Aim of the exercise: Count, in the entries, the lines with "bare". Answer with the number only.

[Dataset records]
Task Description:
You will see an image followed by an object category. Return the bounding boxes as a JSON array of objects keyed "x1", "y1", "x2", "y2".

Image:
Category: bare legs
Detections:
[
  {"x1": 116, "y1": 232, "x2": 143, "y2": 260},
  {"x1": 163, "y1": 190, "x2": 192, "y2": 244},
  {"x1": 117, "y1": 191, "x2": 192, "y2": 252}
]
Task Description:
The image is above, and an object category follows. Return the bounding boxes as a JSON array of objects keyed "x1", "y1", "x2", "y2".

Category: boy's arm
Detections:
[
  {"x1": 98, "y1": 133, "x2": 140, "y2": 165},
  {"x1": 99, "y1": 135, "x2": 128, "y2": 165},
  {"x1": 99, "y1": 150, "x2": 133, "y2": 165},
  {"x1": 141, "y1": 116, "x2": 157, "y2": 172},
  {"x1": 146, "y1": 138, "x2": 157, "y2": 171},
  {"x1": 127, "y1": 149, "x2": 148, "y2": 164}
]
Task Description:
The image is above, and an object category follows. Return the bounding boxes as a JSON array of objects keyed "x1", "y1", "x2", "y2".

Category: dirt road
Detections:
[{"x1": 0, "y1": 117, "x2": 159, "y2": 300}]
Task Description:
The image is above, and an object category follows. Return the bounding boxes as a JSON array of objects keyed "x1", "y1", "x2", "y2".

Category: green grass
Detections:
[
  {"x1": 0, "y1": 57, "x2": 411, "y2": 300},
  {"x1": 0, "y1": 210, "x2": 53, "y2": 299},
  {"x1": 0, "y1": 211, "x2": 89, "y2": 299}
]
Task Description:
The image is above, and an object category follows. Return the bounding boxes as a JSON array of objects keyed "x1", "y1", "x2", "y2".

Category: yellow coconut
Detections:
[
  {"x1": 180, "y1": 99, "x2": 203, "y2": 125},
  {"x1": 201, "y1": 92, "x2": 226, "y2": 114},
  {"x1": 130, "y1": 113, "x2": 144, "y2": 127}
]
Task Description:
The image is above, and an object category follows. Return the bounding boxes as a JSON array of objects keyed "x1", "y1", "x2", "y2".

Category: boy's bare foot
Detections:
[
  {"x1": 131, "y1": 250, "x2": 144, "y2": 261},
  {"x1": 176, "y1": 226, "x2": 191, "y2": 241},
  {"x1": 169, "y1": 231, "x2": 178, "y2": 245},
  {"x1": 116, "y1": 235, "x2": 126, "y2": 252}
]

Response area: 2